*제공된 발췌문*:
2024년 12월 5일

Dec 05, 2024

Free Process Rewards without Process Labels

(Lifan Yuan, Wendi Li, Huayu Chen, Ganqu Cui, Ning Ding, Kaiyan Zhang, Bowen Zhou, Zhiyuan Liu, Hao Peng)

Different from its counterpart outcome reward models (ORMs), which evaluate the entire responses, a process reward model (PRM) scores a reasoning trajectory step by step, providing denser and more fine grained rewards. However, training a PRM requires labels annotated at every intermediate step, presenting significant challenges for both manual and automatic data collection. This paper aims to address this challenge. Both theoretically and empirically, we show that an implicit PRM can be obtained at no additional cost, by simply training an ORM on the cheaper response-level labels. The only assumption is to parameterize the outcome reward as the log-likelihood ratios of the policy and reference models, which can be optimized regardless of the specific choice of loss objectives. In experiments, we instantiate our implicit PRMs with various objectives and evaluate their performance on MATH. We show that our implicit PRM outperforms a strong MCTS-based baseline 'a la Math-Shepherd using less than 1/38 of the training data. Its performance can be further improved with majority voting. We further find that scaling up instructions and responses benefits our implicit PRM, and the latter brings a larger gain. Particularly, we find that our implicit PRM, when instantiated with the cross-entropy (CE) loss, is more data-efficient and can keep improving generation models even when trained with only one response per instruction, the setup that suffers from extreme data scarcity and imbalance. Further, instructions should be relevant to downstream tasks while the diversity of responses does not bring gains. Surprisingly, training on extra Math-Shepherd step labels brings no further improvements to our implicit PRM trained on only outcome data. We hope that our work will encourage a rethinking of PRM training approaches and contribute to making training PRMs more accessible.

Policy와 Reference 모델의 log likelihood ratio를 Reward로 Parameterize한 Outcome Reward Model을 통해 Process Reward를 부여할 수 있다는 연구. DPO와 Q의 관계, 토큰 단위 Credit Assignment에 대한 결과의 연장선이라고 할 수 있겠네요. (https://arxiv.org/abs/2404.12358)

*데이터셋 일부*:
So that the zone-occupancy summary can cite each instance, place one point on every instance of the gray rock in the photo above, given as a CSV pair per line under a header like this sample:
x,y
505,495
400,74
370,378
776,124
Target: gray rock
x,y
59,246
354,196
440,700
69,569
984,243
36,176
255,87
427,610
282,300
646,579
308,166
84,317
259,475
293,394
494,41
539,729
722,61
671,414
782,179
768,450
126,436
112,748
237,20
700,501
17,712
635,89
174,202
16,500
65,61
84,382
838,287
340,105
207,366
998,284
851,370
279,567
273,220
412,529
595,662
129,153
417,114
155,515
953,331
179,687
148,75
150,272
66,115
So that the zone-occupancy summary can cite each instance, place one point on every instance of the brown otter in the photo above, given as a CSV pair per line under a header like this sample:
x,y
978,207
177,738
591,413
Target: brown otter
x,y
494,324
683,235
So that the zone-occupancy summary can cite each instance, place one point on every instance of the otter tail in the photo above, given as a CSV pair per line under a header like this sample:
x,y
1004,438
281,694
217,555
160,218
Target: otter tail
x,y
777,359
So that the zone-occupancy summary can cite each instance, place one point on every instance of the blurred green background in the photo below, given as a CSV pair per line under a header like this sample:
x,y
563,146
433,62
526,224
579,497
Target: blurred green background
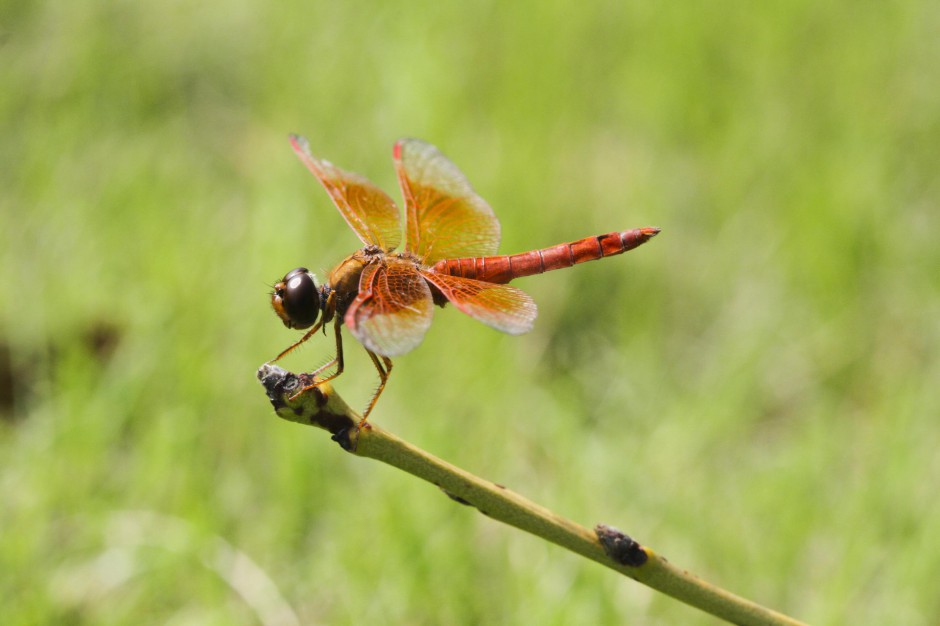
x,y
754,394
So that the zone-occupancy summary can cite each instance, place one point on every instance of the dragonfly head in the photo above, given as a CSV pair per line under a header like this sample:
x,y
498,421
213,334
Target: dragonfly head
x,y
296,299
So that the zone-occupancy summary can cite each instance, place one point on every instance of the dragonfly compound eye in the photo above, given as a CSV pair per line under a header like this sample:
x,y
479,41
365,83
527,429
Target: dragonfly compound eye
x,y
296,299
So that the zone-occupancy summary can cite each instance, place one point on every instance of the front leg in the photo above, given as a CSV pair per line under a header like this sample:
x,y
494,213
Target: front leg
x,y
336,360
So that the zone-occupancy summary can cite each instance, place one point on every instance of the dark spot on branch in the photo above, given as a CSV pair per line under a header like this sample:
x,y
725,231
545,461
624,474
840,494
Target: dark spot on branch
x,y
342,436
620,547
455,497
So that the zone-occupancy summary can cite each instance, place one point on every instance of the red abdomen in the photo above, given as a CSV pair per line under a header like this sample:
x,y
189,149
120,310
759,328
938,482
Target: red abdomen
x,y
502,269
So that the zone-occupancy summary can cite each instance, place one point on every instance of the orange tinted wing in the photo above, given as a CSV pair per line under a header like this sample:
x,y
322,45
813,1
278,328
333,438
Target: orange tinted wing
x,y
503,307
444,217
367,209
393,310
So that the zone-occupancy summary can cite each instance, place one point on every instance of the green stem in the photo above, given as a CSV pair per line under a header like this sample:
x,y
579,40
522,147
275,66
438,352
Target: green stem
x,y
322,407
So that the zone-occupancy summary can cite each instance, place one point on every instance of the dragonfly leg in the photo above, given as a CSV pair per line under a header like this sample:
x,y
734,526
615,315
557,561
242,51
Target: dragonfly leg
x,y
337,361
383,366
306,336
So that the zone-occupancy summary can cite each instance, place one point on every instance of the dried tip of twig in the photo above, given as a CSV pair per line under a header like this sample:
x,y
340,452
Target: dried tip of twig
x,y
317,406
620,547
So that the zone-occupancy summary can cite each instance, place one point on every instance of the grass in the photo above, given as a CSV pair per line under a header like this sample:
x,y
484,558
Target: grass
x,y
752,393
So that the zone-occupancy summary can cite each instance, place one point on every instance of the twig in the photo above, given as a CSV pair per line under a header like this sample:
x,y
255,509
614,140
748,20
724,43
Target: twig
x,y
322,407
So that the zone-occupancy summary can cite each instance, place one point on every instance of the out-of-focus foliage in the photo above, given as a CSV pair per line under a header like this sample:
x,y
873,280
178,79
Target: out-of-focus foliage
x,y
753,393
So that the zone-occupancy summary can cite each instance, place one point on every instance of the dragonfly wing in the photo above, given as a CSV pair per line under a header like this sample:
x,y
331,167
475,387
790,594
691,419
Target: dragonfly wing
x,y
503,307
368,210
393,309
444,217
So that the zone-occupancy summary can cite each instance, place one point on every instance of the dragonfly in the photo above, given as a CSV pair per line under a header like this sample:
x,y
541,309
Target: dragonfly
x,y
386,297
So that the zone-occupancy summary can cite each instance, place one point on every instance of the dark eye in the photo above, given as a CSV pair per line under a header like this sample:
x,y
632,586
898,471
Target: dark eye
x,y
296,299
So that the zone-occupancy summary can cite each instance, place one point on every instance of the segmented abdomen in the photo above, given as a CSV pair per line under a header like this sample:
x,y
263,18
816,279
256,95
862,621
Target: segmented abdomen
x,y
502,269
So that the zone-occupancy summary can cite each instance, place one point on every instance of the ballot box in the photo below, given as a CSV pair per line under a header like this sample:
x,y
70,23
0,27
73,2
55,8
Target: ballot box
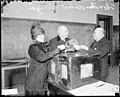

*수행 과제*: 발췌문에서 "Different from its counterpart outcome reward models"로 시작하는 문단의 주요 사실을 빠짐없이 담아 한국어 목록으로 간추려 주시겠어요?

*과제 풀이*:
- 응답 전체를 평가하는 결과 보상 모델(ORM)과 달리, 과정 보상 모델(PRM)은 추론 궤적을 단계별로 채점해 더 조밀하고 세분화된 보상을 준다.
- PRM을 학습하려면 모든 중간 단계에 레이블이 필요해 수동·자동 데이터 수집 모두 어렵다.
- 이 논문은 더 저렴한 응답 단위 레이블로 ORM을 학습하기만 해도 추가 비용 없이 암묵적 PRM을 얻을 수 있음을 이론과 실험으로 보인다.
- 유일한 가정은 결과 보상을 정책 모델과 참조 모델의 로그 우도 비율로 매개변수화하는 것이다. 이 방식은 손실 목표의 종류와 관계없이 최적화할 수 있다.
- 여러 목표로 구현해 MATH에서 평가했다. 그 결과 Math-Shepherd 방식의 강력한 MCTS 기반 베이스라인을 1/38 미만의 학습 데이터로 능가했고, 다수결 투표를 더하면 성능이 더 오른다.
- 지시문과 응답을 늘리면 모두 도움이 되며, 응답을 늘릴 때 이득이 더 크다.
- 교차 엔트로피(CE) 손실로 구현하면 데이터 효율이 더 높다. 데이터 부족과 불균형이 극심한 설정, 곧 지시문당 응답 하나만으로 학습해도 생성 모델을 계속 개선한다.
- 지시문은 다운스트림 과제와 관련이 있어야 하지만, 응답의 다양성은 이득을 주지 않는다.
- 놀랍게도 결과 데이터만으로 학습한 암묵적 PRM에 Math-Shepherd 단계 레이블을 추가로 학습시켜도 더 나아지지 않는다.
- 저자들은 이 연구가 PRM 학습 방식을 재고하게 하고, PRM 학습을 더 쉽게 만드는 데 기여하기를 바란다.